CANBERRA - 20 October 2021
Deputy Speaker,
This year marks the sixtieth anniversary of the Antarctic Treaty which anchors the current Antarctic Treaty System.
Australia has played a critical role in creating and sustaining this architecture.
But if we want to play the same role over the next 60 years, greater investment and presence by Australia is needed.
This treaty designates Antarctica as a scientific preserve, prohibits military activity, and provides that no action while the Treaty is in force can enhance or diminish the legal basis of any territorial claims to the continent.
Antarctica has experienced no military conflict so far, and we hope that it never will.
However, the Treaty preferred to defer, rather than resolve, the thorny issue of territorial claims, and the Treaty has no enforcement mechanisms.
The continent is increasingly becoming a new theatre of power politics, intimately linked to geopolitical contestation in the Indo-Pacific.
China and Russia are bolstering their investment and military presence under the guise of “scientific research” to press their influence and probe the treaty for weaknesses.
This comes at a time when Australia, and likeminded countries such as the US and UK, have had to scale back our Antarctic programs to prioritise COVID-19 recovery.
We need to be clear about Antarctica’s value – it is enormous, holding deposits of gold, copper, lead, zinc, and uranium, as well as 70% of the world’s fresh water.
These resources aside, bases and ports in Antarctica enable force projection straight into the Pacific, Atlantic, and Indian Oceans.
Australia has always had a direct interest in protecting Antarctica, and Labor has a proud history in protecting the Antarctic wilderness.
Australia claims 42% of Antarctic territory, the largest territorial claim of any state.
We formalised our claim in 1933 but it stretches all the way back to British claims from 1841, long before the Antarctic Treaty.
For years Australia has been at the forefront of Antarctic science and exploration.
These contributions have bought us real influence in terms of international decision-making on Antarctica.
Ongoing cuts to science and research erode this critical source of Australian power.
If we want Australia’s Antarctic territory to continue to be the integral part of Australia that we have always claimed it is, then we must make Antarctica a strategic priority.
We cannot defend Australia’s sovereignty, let alone achieve our geopolitical objectives in the Indo-Pacific, without working to maintain our influence in an increasingly contested Antarctica.
It is therefore vital that Antarctica gains a prominent place in Australia’s strategic thinking.
But the Government’s Indo-Pacific strategy narrowly focuses on North East Asia. But we are an island nation, and cannot afford to think like this.
A 360 degree security outlook is missing.
The southern end US Indo-Pacific Command is anchored in Antarctica.
Meanwhile, we have left off an entire flank of our national security.
I am looking forward to going to the Australian Antarctic Division in Hobart soon to meet the hardworking team there and discuss what we must do better and what exactly is at stake if we do not keep our eye trained firmly on this great, frozen continent to our south.

[Stored data entries]
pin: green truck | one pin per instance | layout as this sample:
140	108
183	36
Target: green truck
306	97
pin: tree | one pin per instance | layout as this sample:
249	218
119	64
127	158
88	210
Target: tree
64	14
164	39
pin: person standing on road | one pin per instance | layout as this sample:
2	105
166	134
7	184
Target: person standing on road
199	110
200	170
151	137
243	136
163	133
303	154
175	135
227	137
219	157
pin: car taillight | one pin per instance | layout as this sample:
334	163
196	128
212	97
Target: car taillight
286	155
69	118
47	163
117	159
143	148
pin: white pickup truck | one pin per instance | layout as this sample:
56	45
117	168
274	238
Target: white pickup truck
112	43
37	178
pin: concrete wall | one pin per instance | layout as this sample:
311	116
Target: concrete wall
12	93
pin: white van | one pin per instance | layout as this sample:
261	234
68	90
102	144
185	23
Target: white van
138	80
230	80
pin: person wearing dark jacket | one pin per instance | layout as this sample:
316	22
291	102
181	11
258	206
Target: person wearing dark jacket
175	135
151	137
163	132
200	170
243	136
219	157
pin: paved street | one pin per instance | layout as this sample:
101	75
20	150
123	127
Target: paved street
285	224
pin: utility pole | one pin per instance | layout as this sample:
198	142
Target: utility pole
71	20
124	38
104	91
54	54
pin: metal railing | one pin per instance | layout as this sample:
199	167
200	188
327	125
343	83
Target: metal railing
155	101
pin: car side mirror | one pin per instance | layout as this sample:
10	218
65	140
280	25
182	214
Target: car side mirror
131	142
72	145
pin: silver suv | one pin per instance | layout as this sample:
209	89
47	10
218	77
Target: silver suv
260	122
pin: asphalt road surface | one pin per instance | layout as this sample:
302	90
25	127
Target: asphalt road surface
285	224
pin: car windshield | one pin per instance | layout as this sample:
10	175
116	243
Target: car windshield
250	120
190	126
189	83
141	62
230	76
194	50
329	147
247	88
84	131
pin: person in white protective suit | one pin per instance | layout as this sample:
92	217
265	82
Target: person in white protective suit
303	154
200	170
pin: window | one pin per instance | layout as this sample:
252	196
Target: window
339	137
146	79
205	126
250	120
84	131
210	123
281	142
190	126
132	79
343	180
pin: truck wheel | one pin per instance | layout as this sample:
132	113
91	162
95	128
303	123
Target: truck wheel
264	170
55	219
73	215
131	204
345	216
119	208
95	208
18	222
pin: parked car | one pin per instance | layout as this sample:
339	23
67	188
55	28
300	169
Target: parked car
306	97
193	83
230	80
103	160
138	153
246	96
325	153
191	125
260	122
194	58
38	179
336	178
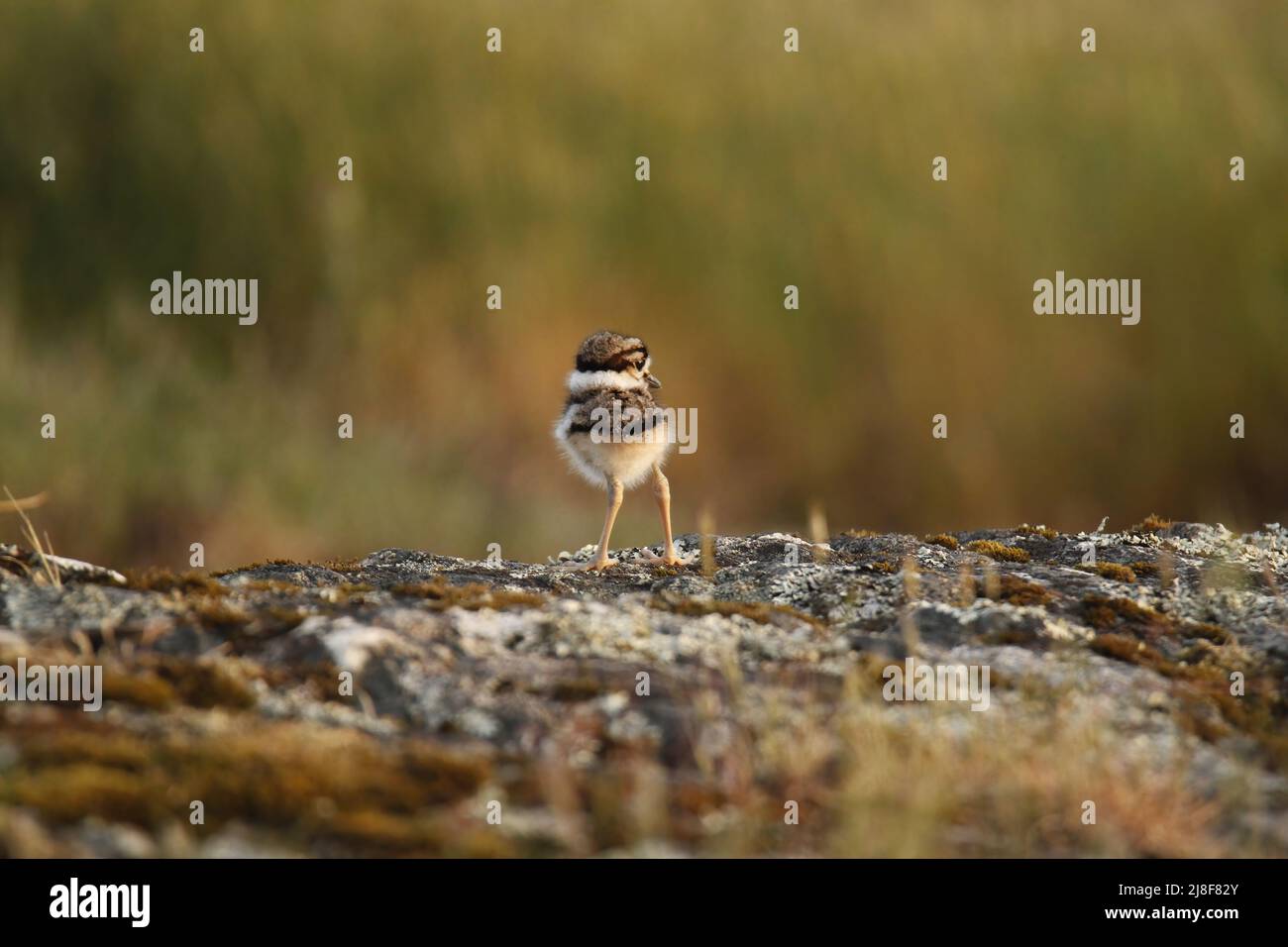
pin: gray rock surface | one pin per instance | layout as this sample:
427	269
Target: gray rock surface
419	703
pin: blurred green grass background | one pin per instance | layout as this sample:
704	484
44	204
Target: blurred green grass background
518	169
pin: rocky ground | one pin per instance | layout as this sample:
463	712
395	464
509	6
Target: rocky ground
417	703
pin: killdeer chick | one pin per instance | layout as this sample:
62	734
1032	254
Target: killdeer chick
613	434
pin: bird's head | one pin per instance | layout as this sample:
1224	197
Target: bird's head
610	360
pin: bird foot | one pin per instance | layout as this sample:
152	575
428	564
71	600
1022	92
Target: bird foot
597	565
669	558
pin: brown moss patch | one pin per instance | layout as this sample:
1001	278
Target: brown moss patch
1117	613
1019	591
165	579
441	595
161	682
999	552
281	775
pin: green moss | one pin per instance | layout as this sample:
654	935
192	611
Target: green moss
256	566
999	552
274	585
1104	613
1044	532
1151	523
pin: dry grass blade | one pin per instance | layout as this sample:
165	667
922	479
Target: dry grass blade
33	539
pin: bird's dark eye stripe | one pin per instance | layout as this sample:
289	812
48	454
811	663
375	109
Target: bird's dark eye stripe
618	361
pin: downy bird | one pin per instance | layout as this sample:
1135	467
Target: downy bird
614	434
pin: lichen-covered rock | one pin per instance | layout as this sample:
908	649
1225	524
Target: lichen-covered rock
419	703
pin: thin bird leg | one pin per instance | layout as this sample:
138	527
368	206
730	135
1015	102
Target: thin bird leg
662	492
614	502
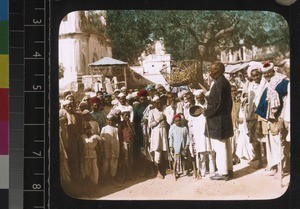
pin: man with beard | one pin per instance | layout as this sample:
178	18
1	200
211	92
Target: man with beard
219	121
269	107
97	112
159	137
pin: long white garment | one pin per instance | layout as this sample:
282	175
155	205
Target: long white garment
159	137
126	107
169	112
273	150
244	147
197	128
287	113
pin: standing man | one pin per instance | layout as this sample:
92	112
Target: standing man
270	107
159	137
219	121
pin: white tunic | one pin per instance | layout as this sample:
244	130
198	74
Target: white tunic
159	137
197	128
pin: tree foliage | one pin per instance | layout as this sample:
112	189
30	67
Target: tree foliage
192	34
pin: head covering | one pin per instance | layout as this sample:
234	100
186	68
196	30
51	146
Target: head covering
66	93
95	100
65	102
129	96
267	66
135	103
86	97
134	94
106	95
121	95
198	92
85	112
195	111
142	93
69	95
115	112
109	116
125	111
176	116
157	86
117	90
182	93
254	66
155	98
149	87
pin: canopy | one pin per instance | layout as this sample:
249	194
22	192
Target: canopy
235	68
107	61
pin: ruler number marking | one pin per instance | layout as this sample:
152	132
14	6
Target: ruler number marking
36	54
38	153
36	87
36	186
37	21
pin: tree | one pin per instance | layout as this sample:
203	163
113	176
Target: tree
197	35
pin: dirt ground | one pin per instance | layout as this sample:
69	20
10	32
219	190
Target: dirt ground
248	183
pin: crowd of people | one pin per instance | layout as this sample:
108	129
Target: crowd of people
112	138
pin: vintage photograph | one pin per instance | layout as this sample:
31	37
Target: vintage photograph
174	105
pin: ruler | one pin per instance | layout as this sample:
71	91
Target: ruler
28	73
35	100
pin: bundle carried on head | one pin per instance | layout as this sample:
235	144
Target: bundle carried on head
182	72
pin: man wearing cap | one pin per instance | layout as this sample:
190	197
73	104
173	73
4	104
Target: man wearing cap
123	105
110	149
108	104
85	103
141	139
86	116
256	134
115	100
269	107
97	112
219	121
90	165
179	142
202	143
71	122
174	108
159	137
126	133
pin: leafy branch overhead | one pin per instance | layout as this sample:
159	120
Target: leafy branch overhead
192	34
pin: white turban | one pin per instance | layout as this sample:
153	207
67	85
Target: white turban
254	66
198	92
155	98
267	66
121	95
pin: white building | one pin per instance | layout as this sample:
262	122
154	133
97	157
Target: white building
79	45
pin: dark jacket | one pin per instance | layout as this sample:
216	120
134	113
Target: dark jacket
218	112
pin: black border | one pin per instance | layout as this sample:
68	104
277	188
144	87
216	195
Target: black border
59	8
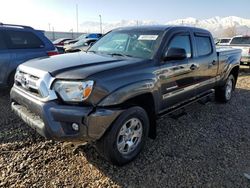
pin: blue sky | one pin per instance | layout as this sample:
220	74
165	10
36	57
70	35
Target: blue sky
61	14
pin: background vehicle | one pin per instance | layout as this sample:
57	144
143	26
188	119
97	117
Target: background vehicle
223	41
17	45
60	42
113	94
81	45
84	36
243	43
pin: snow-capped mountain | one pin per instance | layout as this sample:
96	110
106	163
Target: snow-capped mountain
219	26
226	26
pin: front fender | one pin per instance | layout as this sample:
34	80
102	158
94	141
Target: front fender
130	91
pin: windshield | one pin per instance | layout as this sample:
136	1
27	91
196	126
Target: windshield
241	40
83	36
134	43
80	42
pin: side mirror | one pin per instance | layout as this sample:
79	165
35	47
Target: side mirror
175	54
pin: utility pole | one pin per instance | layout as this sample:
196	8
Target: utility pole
53	33
77	18
100	23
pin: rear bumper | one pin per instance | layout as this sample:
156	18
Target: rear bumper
54	121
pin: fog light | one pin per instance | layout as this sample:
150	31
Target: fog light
75	126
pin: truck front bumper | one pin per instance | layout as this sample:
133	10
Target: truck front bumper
54	121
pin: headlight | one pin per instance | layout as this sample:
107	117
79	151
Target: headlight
73	91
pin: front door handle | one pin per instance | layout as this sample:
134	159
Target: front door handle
194	67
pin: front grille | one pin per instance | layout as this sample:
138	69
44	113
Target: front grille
28	82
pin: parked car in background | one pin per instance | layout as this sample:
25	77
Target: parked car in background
81	45
223	41
18	44
60	41
112	95
85	36
243	43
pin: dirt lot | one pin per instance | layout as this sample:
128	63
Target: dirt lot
210	147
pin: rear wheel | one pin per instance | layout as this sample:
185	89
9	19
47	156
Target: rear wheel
224	93
126	138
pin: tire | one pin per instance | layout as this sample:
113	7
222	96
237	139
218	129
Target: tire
114	145
224	93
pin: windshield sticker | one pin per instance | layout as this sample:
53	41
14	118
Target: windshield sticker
148	37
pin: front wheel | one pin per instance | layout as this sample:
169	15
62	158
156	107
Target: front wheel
224	93
126	138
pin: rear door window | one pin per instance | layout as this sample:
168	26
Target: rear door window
241	40
204	45
182	41
2	42
23	40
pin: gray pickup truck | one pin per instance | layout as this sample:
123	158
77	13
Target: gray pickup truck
112	95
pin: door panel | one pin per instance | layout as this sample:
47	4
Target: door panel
177	76
206	59
5	58
177	82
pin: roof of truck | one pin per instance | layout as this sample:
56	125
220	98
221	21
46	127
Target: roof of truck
161	27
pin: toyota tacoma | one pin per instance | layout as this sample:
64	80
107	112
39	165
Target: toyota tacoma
112	95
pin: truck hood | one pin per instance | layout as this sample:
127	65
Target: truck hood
79	65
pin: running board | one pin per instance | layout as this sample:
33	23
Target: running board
186	103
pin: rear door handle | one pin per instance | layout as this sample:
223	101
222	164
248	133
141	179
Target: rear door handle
194	67
212	63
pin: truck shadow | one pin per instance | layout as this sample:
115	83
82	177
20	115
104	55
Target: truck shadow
210	138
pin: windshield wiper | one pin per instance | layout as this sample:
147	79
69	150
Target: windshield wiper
119	54
92	51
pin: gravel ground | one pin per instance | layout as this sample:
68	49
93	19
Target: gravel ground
208	147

*Required work*
• 1. Translate this sentence from the Antarctica speech into Spanish: "Antarctica has experienced no military conflict so far, and we hope that it never will."
• 2. Extract from the Antarctica speech the part that opens with the words containing "We cannot defend" and closes with "to our south.".
The stored data is not needed for this work.

*Task solutions*
• 1. La Antártida no ha experimentado ningún conflicto militar hasta ahora, y esperamos que nunca lo experimente.

• 2.
We cannot defend Australia’s sovereignty, let alone achieve our geopolitical objectives in the Indo-Pacific, without working to maintain our influence in an increasingly contested Antarctica.
It is therefore vital that Antarctica gains a prominent place in Australia’s strategic thinking.
But the Government’s Indo-Pacific strategy narrowly focuses on North East Asia. But we are an island nation, and cannot afford to think like this.
A 360 degree security outlook is missing.
The southern end US Indo-Pacific Command is anchored in Antarctica.
Meanwhile, we have left off an entire flank of our national security.
I am looking forward to going to the Australian Antarctic Division in Hobart soon to meet the hardworking team there and discuss what we must do better and what exactly is at stake if we do not keep our eye trained firmly on this great, frozen continent to our south.